* _Passage shown_:
BEGIN
I honestly thought BGP Communities were literal communities of networks. Sort of like a neighbourhood. Allegedly the name comes from the fact that you can export ‘communities’ of prefixes that you would want to instruct others to treat in some particular way. I’d have called them ’tags’ or something. I digress.

Each individual AS will have their own list of communities that they’ll both add to routes they send you (informational communities) and ones that if they receive, will treat the prefixes in a specific fashion. Communities typically take the form of a tuple of 2 or 3 numbers. Usually, but not always, the first one is the AS number of the network from which the informational community came from, or the one to which we want to tell something to. That’s just about the only convention though, and the information you need might be on the network providers website, portal, documentation, or nowhere. Once again, BGP.tools steps in to help with an effort to aggregate known communities for particular ASs in the ‘Communities’ tab for a particular AS. Other useful places to look are Hurricane Electric and PeeringDB. On the page for AS52025 - I noticed an interesting community that might help: 52025:65530 Do not export out of metro (no backbone) As I understood it, this should instruct AS52025 to communicate my prefixes only to those networks that it is peering with in Stockholm and any upstreams they have there. I changed my filter section in my BIRD config to look like this in order to append this community to the route:

filter upstream_filter {
	if (net.type = NET_IP4 && net ~ [ 44.30.126.0/24 ]) then {
	        # Do not export out of metro
	        bgp_community.add((52025, 65530));
	        accept;
	}
	if (net.type = NET_IP6 && net ~ [ 2001:67c:298::/48 ]) then {
            # Do not export out of metro
            bgp_community.add((52025, 65530));
            accept;
    }
} 

And then tried to ping again from Hetzner:

$ ping -4 44.30.126.1 
....
--- 44.30.126.1 ping statistics ---
20 packets transmitted, 20 received, 0% packet loss, time 19022ms
rtt min/avg/max/mdev = 7.950/8.209/8.780/0.177 ms

and

$ ping -6 2001:67c:298::1
....
--- 2001:67c:298::1 ping statistics ---
20 packets transmitted, 20 received, 0% packet loss, time 19025ms
rtt min/avg/max/mdev = 8.017/8.338/9.400/0.276 ms

Awesome! Now we have an average of ~8ms Round Trip Time between an instance in Helsinki and one in Stockholm - as opposed to closer to 40ms.
END
* _Your tasks_:
A: Output the stretch of the BGP communities passage from "I honestly thought" through "something. I digress.", word for word.
B: Render this sentence from the BGP communities passage in Spanish: "Communities typically take the form of a tuple of 2 or 3 numbers."
C: Write the next part of the BGP communities passage, starting after its final sentence.

* _Dataset excerpts_:
BEGIN
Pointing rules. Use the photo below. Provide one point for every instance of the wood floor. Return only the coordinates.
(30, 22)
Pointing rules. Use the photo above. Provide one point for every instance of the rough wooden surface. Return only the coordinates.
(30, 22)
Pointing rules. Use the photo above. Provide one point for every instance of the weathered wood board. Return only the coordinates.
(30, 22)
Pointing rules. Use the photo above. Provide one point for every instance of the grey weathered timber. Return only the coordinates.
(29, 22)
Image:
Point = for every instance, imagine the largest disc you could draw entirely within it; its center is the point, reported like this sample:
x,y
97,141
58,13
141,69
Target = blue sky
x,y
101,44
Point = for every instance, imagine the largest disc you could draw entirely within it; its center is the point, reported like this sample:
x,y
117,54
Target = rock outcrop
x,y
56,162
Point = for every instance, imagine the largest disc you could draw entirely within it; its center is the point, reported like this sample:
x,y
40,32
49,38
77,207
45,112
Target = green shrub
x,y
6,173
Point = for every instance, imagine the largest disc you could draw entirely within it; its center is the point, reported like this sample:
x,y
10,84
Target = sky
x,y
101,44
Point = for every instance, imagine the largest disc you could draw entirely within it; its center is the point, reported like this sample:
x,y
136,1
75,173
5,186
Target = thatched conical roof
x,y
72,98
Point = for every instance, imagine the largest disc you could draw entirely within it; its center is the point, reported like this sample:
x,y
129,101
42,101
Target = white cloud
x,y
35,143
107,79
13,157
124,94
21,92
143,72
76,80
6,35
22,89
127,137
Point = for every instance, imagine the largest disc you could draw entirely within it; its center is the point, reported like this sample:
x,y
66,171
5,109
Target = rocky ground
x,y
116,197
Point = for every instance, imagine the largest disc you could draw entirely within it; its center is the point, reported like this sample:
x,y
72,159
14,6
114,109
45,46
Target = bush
END
* _Replies_:
A:
I honestly thought BGP Communities were literal communities of networks. Sort of like a neighbourhood. Allegedly the name comes from the fact that you can export ‘communities’ of prefixes that you would want to instruct others to treat in some particular way. I’d have called them ’tags’ or something. I digress.

B: Las comunidades suelen adoptar la forma de una tupla de 2 o 3 números.

C:
Results

To prove it, let’s run MTR simultaneously to the instance, one using its provider supplied address (left) and one using our prefix above. For brevity - this is shown just for IPv4:

MTR showing two routes to the same instance from Helsinki to Stockholm.

Despite there being two distinctly different target IPs here - they are indeed the same destination - and have very different routes to get there from the origin.

Let’s update the map:

And our table from earlier:

Source ISP Stockholm - Before (ms) Stockholm - After (ms)
DNA - IPv4 38.6 8.1
DNA - IPv6 27.9 8.3
Telia (5G) - IPv4 98.5 51.6
Telia (5G) - IPv6 58.3 57.1
Hetzner VPS (Helsinki) - IPv4 39.2 8.1
Hetzner VPS (Helsinki) - IPv6 38.8 8.1

Conclusion

Here I learned that, especially when running an anycast style network, carefully controlling the places where the prefixes are announced (more aren’t always better!) is essential for making sure that the optimal node responds to the network traffic. These improvements shown here also depend on the networking decisions of the source networks remaining consistent. If, for example, Hetzner stopped peering with SweHosting in Stockholm - it’s possible that the performance might actually be degraded by these changes.

Although I haven’t tried it out yet, I can also believe that in densely served areas, actually going further away - in terms of network hops and distance, might reduce network latency in order to take advantage of higher bandwidth connections between the source and the destination.

As a next step, I’d like to go further and figure out the fastest way across my network when handing off to another network. Can I use my network of PoPs to take packets originating from one router, but destined for a network outside of my control, and pass them across the internet in a quicker way than what my ISP would do?